SOURCE EXCERPT:
========================================================================
If you formalize your argument as a formula $p \to q$ where $p$ stands for "36 is divisible by 9", and $q$ stands for "36 is divisible by 3", then your argument is not valid, from a logical point of view.

Why we have the feeling that your argument is actually valid? Because you are implicitly assuming more premises, i.e.:

"9 is divisible by 3"

"divisibility is a transitive relation".

The problem is: how can one express transitivity in logic (which is needed to make the argument valid)? You should move from propositional logic to first-order logic. There is no way to make your argument valid if it is formalized in propositional logic.

In first-order logic, let $D(x,y)$ be the relation "$x$ is divisible by $y$". Your argument becomes (where $\forall$ stands for "for all"):

premise 1: $D(36,9)$

premise 2: $D(9,3)$

premise 3 (transitivity): $\forall x \forall y \forall z ((D(x,y) \land D(y,z)) \to D(x,z))$.
========================================================================
Entries from a pointing dataset:
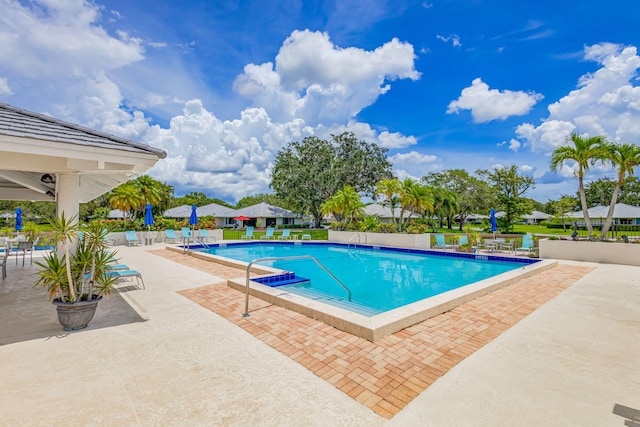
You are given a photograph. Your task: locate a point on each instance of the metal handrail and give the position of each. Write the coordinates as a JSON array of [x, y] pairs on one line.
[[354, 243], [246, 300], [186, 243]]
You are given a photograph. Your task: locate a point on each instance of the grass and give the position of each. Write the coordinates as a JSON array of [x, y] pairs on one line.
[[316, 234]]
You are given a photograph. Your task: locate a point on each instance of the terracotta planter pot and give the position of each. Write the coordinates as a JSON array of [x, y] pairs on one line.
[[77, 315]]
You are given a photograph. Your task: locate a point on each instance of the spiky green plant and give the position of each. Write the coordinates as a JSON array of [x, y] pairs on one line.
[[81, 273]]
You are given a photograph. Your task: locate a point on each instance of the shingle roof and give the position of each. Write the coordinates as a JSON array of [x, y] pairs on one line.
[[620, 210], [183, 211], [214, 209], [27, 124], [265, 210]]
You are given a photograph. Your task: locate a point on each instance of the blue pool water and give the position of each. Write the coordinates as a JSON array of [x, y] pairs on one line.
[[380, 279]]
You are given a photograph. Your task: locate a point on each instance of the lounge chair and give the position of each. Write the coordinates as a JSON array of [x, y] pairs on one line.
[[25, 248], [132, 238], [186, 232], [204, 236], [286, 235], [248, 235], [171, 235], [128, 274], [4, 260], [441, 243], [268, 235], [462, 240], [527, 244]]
========================================================================
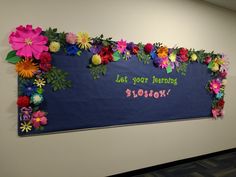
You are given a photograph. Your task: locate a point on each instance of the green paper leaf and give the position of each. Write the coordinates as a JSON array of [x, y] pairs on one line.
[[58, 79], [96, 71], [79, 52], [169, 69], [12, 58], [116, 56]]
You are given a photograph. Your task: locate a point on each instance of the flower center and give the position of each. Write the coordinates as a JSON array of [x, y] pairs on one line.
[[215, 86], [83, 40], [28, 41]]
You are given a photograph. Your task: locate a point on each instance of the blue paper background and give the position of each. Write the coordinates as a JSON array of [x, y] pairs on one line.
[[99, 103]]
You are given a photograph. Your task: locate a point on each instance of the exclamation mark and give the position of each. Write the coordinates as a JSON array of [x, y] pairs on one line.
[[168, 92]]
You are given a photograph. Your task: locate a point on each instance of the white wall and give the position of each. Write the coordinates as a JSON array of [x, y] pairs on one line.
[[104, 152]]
========================================================================
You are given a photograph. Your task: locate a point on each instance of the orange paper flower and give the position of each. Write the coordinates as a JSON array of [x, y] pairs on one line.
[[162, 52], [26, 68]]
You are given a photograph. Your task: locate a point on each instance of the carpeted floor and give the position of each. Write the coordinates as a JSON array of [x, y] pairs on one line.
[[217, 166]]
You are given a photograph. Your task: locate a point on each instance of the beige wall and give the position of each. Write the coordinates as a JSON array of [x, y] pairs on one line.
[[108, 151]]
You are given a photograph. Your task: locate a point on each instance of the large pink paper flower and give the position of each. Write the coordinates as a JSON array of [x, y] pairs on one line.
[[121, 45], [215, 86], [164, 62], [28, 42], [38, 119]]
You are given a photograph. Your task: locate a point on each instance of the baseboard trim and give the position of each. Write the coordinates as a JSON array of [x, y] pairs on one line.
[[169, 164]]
========================================================================
OBJECTIVES:
[a] Copy out, word for word, the stretch of the records above from the line containing "of the orange" through the line containing "[[169, 164]]".
[b] Carry on the explanation of making the divisibility argument valid in logic, starting right after its last line.

ANSWERS PROVIDED:
[a]
You are given a photograph. Your task: locate a point on each instance of the orange paper flower and give the position of each. Write the coordinates as a JSON array of [x, y] pairs on one line.
[[162, 52], [26, 68]]
You are given a photograph. Your task: locate a point on each instance of the carpeted floor and give the position of each. Write the coordinates as a JSON array of [x, y] pairs on one line.
[[217, 166]]
You are given a photograph. Your task: locate a point on each instance of the beige wall and give the position of each. Write the coordinates as a JSON array of [x, y] pairs on one line.
[[108, 151]]
You are given a photograph. Your task: locate a point on each instance of the large pink paper flower and give the position of each. Write the coordinates as a JSON array of [x, y] pairs on one line.
[[121, 45], [215, 86], [164, 62], [28, 42], [38, 119]]
You are given a photograph. Your task: locate a point on each instance of the baseboard trim and give the position of each. Write the coordinates as a JSON array of [x, y] pairs on one line.
[[169, 164]]

[b]
conclusion: $D(36,3)$.

You can easily prove that this argument is logically valid, i.e. $D(36,3)$ holds whenever $D(36,9)$, $D(9,3)$ and $\forall x \forall y \forall z ((D(x,y) \land D(y,z)) \to D(x,z))$ hold. Indeed, as $\forall x \forall y \forall z ((D(x,y) \land D(y,z)) \to D(x,z))$ holds, in particular $(D(36,9) \land D(9,3)) \to D(36,3)$ holds (take $x = 36$, $y = 9$ and $z = 3$). Since both $D(36,9)$ and $D(9,3)$ hold, then $D(36,9) \land D(9,3)$ holds and hence $D(36,3)$ holds by modus ponens with $(D(36,9) \land D(9,3)) \to D(36,3)$ and $D(36,9) \land D(9,3)$.


Concerning your last question, there is a subtle but crucial difference between saying that an argument (where the premises are $P_1, \dots, P_n$ and the conclusion is $C$) is valid and saying that the formula $(P_1 \land \dots \land P_n) \to C$ is true. To simplify the explanation, I suppose the argument is formalized in propositional logic, but in first-order logic it is analogous.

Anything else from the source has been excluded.